● **Exercise A**:
Can you return, word for word, the part of the cycling account below starting at "The ride to" and ending at "feet were good."?

-.-.-

The ride to Valley Ford was an ocean of undulating green hills and fields of yellow mustard flowers. I could hear birds and the occasional moos of cows. There wasn’t too much traffic and a very wide shoulder which was great. I didn’t have a cyclometer, and hadn’t charged my phone the night before, so with only half a charge, I left my phone in my jersey pocket. It was interesting to pass connector roads I’d ridden on before in the Petaluma area.

Closer to Valley Ford I started to get pain in my feet, I’d kept my shoes on the loose side because I know feet tend to swell on long rides. I still had shoe covers on so this wasn’t really helping and it was getting warmer, so I removed these. Once I got my foot out my old school quill pedal, toe clip set-up, my feet were good.

I had some saddle discomfort earlier but it went away. One thing I knew, my 10 cm handlebar stem was a little too long in length. I periodically brought my fist to my shoulder while rotating my arm to make up for holding my arms extended on the brake hoods much of the ride, that helped.

-.-.-

● **Exercise B**:
Could you retype the records below exactly, starting at the line that contains "target | blue jeans" and ending at the final line of the records, including both of those lines and leaving the pictures out?

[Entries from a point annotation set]

-.-.-

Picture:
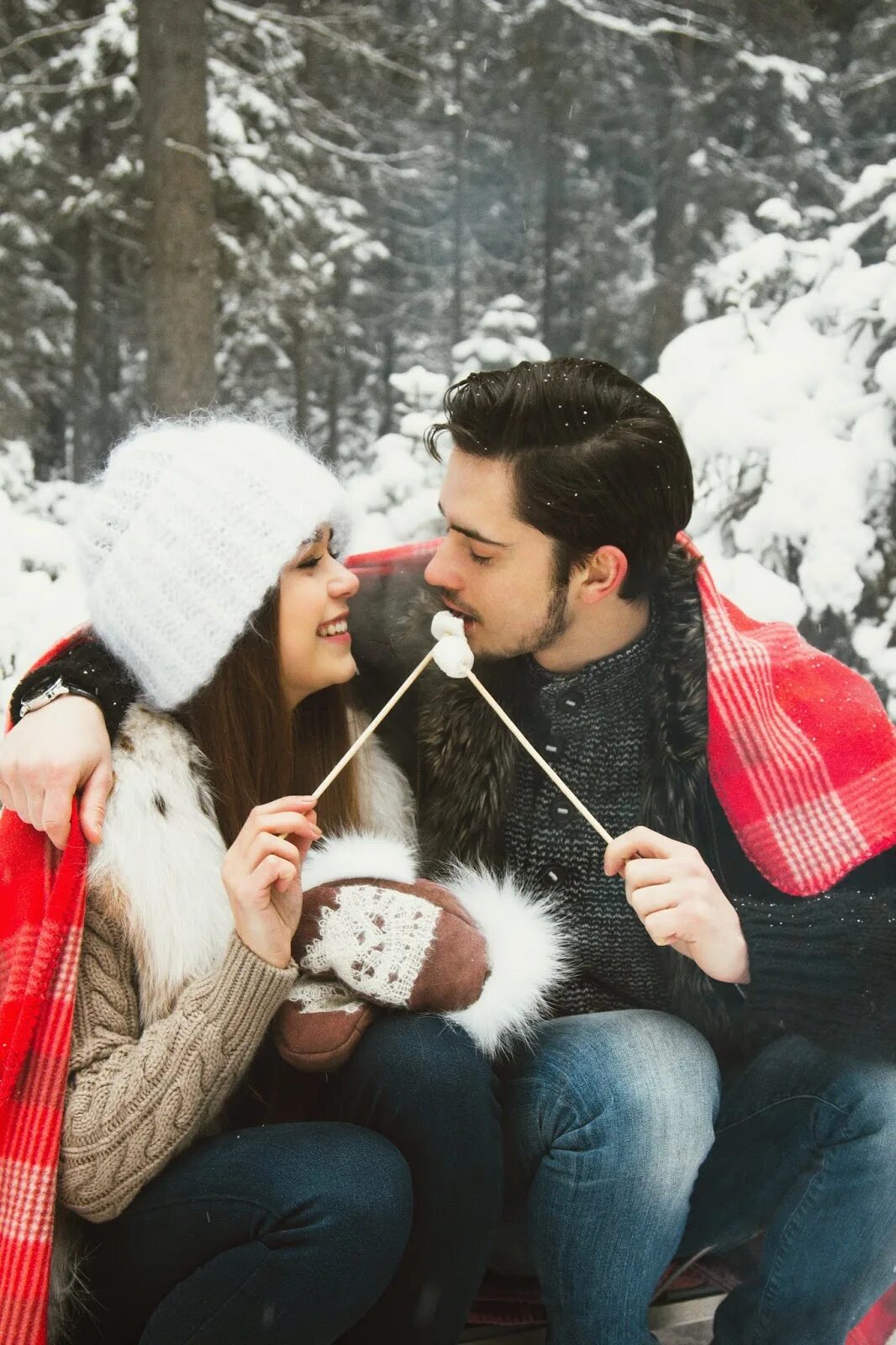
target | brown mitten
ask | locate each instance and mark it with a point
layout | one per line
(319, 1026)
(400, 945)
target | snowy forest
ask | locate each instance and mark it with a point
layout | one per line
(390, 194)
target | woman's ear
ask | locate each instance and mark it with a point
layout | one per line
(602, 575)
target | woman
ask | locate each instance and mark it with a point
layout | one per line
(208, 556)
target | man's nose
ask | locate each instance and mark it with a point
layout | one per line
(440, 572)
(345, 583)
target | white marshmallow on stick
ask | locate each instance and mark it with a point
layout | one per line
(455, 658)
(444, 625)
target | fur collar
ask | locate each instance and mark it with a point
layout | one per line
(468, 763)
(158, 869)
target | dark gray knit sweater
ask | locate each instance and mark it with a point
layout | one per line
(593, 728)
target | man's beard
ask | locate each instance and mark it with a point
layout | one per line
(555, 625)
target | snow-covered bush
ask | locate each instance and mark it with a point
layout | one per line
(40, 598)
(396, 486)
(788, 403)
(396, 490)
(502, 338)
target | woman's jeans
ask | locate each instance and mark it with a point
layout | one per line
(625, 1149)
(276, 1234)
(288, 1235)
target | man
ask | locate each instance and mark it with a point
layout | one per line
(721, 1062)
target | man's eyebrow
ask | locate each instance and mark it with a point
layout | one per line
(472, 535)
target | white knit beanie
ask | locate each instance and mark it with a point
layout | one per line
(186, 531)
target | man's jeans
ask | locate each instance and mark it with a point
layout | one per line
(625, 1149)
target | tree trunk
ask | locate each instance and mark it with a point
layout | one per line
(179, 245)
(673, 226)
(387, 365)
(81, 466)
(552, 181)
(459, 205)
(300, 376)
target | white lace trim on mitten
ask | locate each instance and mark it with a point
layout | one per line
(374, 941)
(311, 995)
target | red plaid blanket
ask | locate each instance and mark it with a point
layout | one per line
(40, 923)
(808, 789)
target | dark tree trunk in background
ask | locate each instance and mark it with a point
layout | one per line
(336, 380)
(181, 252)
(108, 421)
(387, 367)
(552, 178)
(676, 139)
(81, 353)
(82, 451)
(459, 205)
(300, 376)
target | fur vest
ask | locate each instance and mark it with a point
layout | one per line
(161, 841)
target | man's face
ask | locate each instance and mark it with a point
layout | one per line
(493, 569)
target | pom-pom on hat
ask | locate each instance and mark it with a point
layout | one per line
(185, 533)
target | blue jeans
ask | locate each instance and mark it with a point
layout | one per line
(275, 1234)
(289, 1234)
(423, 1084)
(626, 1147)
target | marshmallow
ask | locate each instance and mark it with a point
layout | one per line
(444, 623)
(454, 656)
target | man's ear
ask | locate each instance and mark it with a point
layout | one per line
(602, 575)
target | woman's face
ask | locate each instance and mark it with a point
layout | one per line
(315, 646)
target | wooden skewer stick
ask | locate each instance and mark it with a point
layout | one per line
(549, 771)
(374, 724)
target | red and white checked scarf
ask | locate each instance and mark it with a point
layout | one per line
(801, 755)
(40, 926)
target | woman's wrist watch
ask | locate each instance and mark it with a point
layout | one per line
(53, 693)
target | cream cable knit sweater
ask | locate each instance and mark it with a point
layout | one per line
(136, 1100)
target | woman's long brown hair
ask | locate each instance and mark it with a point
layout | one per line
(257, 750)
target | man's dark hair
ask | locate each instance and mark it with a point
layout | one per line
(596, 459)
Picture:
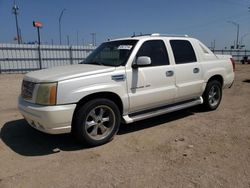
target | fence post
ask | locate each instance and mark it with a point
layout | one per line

-.-.-

● **Final answer A**:
The ride to Valley Ford was an ocean of undulating green hills and fields of yellow mustard flowers. I could hear birds and the occasional moos of cows. There wasn’t too much traffic and a very wide shoulder which was great. I didn’t have a cyclometer, and hadn’t charged my phone the night before, so with only half a charge, I left my phone in my jersey pocket. It was interesting to pass connector roads I’d ridden on before in the Petaluma area.

Closer to Valley Ford I started to get pain in my feet, I’d kept my shoes on the loose side because I know feet tend to swell on long rides. I still had shoe covers on so this wasn’t really helping and it was getting warmer, so I removed these. Once I got my foot out my old school quill pedal, toe clip set-up, my feet were good.

● **Final answer B**:
target | blue jeans
ask | locate each instance and mark it with a point
layout | one per line
(275, 1234)
(289, 1234)
(423, 1084)
(626, 1147)
target | marshmallow
ask | locate each instance and mark it with a point
layout | one per line
(444, 623)
(454, 656)
target | man's ear
ask | locate each instance and mark it with a point
layout | one per line
(602, 575)
target | woman's face
ask | locate each instance and mark it with a point
layout | one per line
(315, 646)
target | wooden skewer stick
ask | locate each instance and mark it with a point
layout | one per line
(549, 771)
(374, 724)
target | red and white checked scarf
ask | locate each instance and mark it with a point
layout | one per line
(801, 755)
(40, 926)
target | woman's wrist watch
ask | locate each instance and mark it with a point
layout | one per line
(53, 693)
target | cream cable knit sweater
ask | locate each instance and mark it with a point
layout | one per line
(136, 1100)
target | woman's long brown hair
ask | locate each instance and mark it with a point
layout | one per line
(257, 750)
target | man's dark hair
ask | locate each instance and mark it with a point
layout | one per line
(596, 459)
Picture:
target | fence post
ask | locate each instance and mark it with a point
layout | one per line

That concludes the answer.